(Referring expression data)
☆ ☆ ☆

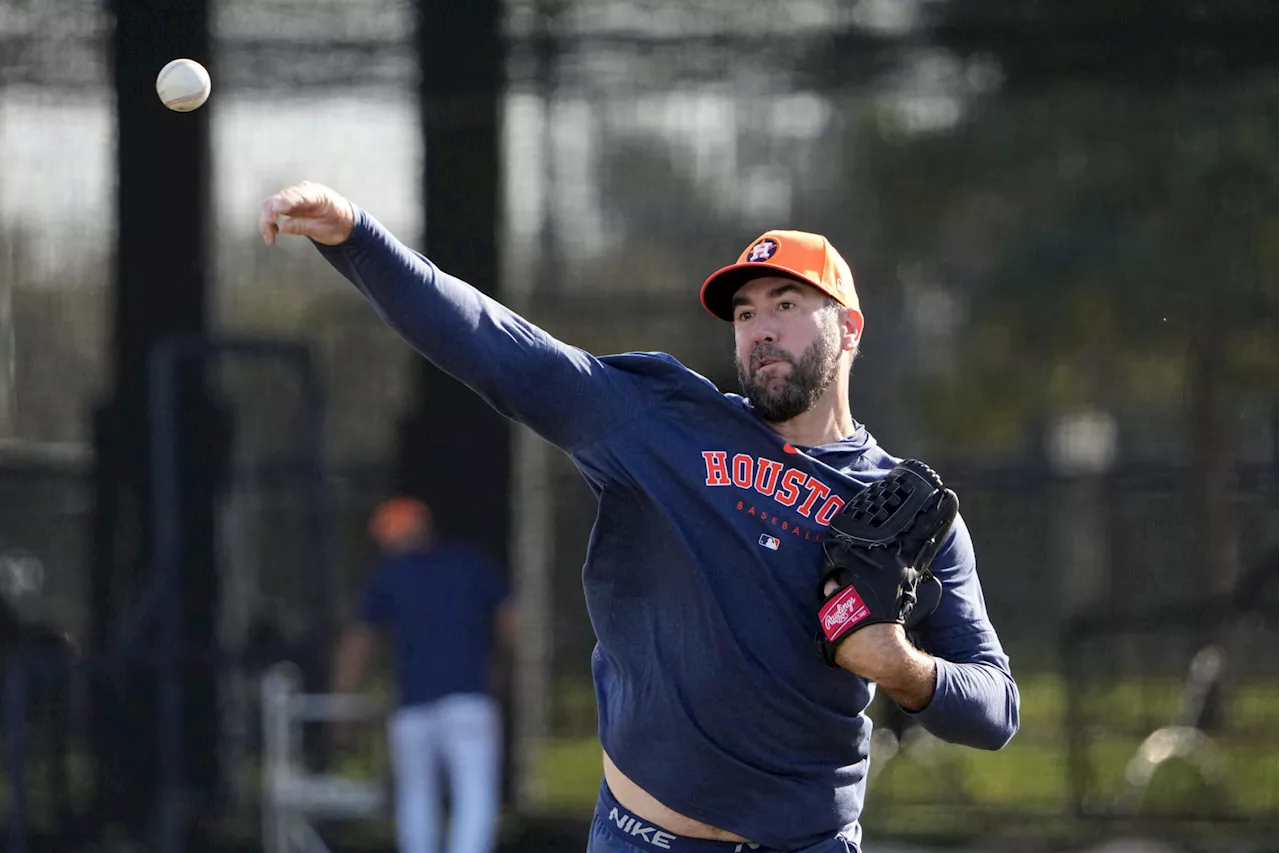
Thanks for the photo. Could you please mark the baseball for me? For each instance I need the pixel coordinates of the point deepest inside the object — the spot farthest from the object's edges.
(183, 85)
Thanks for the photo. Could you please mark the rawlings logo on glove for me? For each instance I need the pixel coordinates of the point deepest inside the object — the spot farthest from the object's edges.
(877, 553)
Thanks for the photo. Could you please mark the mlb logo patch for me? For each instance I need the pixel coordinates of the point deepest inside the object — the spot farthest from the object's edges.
(763, 251)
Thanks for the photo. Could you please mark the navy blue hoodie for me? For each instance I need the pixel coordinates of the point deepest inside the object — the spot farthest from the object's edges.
(702, 568)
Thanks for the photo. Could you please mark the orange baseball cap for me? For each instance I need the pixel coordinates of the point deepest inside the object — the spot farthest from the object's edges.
(792, 254)
(397, 518)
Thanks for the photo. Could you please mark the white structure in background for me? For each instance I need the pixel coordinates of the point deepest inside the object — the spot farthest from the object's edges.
(292, 796)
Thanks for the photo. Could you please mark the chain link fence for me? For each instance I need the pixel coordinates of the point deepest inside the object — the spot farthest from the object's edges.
(1065, 259)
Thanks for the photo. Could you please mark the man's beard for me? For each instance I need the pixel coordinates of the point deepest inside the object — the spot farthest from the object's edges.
(809, 377)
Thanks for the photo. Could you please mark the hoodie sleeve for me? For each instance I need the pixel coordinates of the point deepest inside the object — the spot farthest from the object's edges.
(976, 699)
(563, 393)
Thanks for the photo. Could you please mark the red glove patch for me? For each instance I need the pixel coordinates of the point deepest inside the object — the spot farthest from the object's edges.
(842, 612)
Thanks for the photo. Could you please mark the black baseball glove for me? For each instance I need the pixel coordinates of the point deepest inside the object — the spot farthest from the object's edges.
(878, 552)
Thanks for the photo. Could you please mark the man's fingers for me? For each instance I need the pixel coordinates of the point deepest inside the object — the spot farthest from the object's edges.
(297, 226)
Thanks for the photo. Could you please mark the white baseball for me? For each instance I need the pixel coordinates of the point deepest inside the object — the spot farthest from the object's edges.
(183, 85)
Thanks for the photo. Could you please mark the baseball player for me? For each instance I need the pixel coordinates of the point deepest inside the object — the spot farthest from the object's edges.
(757, 560)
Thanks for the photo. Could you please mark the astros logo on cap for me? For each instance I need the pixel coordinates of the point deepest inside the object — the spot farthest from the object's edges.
(763, 251)
(792, 254)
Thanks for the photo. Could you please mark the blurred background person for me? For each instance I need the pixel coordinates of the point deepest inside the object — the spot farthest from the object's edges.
(448, 614)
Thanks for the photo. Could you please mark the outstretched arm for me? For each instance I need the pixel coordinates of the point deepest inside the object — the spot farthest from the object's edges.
(563, 393)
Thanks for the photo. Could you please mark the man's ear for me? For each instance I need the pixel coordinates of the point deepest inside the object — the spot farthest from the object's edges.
(850, 329)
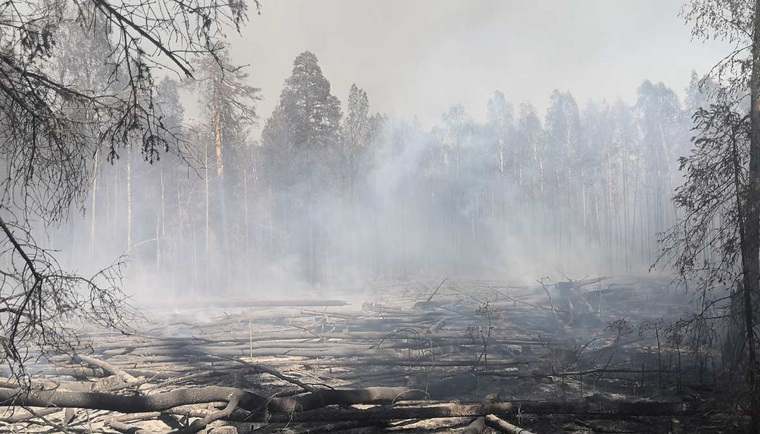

☆ ☆ ☆

◆ **What is expected**: Please print all the data above word for word. Pictures should not appear in the copy.

◆ **Solution for this task**:
Thanks for the photo. Could you please mark the baseball for me? For each instance I need the pixel coordinates of the point deepest inside the object — the spot farthest from the object's edges.
(183, 85)
Thanks for the photo. Could you please mark the rawlings logo on glove for me? For each instance I need the pixel coordinates of the point deepest inside the object — the spot farthest from the object's edges.
(877, 553)
Thanks for the photo. Could you please mark the mlb logo patch for me? For each instance I need the pixel coordinates of the point deepest inside the object — the spot farthest from the object's edges.
(763, 251)
Thanks for the photo. Could you please mark the navy blue hoodie for me? For each instance I need the pixel coordinates of the point deepest inside the object — the spot farthest from the object's edges.
(702, 568)
Thanks for the photo. Could you please mark the orange baseball cap for me? For each instance I need the pixel coordinates of the point deepest inside the object — the spot farthest from the object's edges.
(792, 254)
(397, 518)
Thanks for the photo. Could you please mark the white structure in background for me? For each instance I need the pixel coordinates of the point deepest inside the object — the spot farthest from the object's edges.
(292, 796)
Thanks for the photo. Could you please mark the chain link fence for me? For each instance I need the pixel coordinates of the point deepest inside the object — the spot farthest from the object's edges.
(1065, 259)
Thanks for the photo. Could you please mark the man's beard for me? For each instance I need the pixel coordinates of the point deepest inside the object — the spot farthest from the object's edges.
(809, 377)
Thanks for the photo. Could you please mark the hoodie sleeve for me? For each instance I need the pixel coordinates of the point deepest inside the object — the spot farthest from the object's edges.
(976, 699)
(563, 393)
Thanks for the photo. Could you please mark the red glove patch for me? For each instance I need the pixel coordinates of the point deepest inside the object — the spot farthest from the object's edges.
(842, 612)
Thanks for the photo. Could you please mark the black baseball glove for me? For each instance I need the pixel coordinates of the point deepest inside the object — the spot farthest from the object's edges.
(878, 552)
Thanks for the photo. Could you please mark the man's fingers for me? For each instance I need the pixel coordinates of the point deepest inside the object — the spot farthest from the object's edges.
(297, 226)
Thanks for the photo. Could you please mark the white baseball for me? For each instance I need the pixel coordinates of the point deepest inside the object — the spot farthest from the object's edges.
(183, 85)
Thanks for the photo. Could you please mark the baseball player for me? For each instance I need the pixel coordinates of the point deepest inside the object — the spot farthest from the object's edges.
(757, 560)
Thanks for the photo. Could you please mark the astros logo on cap for me? For each instance I need the pixel coordinates of the point deepest inside the object — the spot farthest from the object's edges.
(763, 251)
(792, 254)
Thanks for the photo. Could you please mark the blurred background person for me? For each instance I need the pixel coordinates of the point deepest inside the object — the spot farthest from the object's edges.
(448, 614)
Thanks for the photo. Could you please mark the outstretched arm for me? For each instance I need the pixel coordinates of the point deepest inside the object — the spot farthest from the object's edges.
(563, 393)
Thanks for the photo. Could you please mark the man's ear for me? For each instance I need the pixel coordinates of the point deepest inside the object — the spot farthest from the object's edges.
(850, 329)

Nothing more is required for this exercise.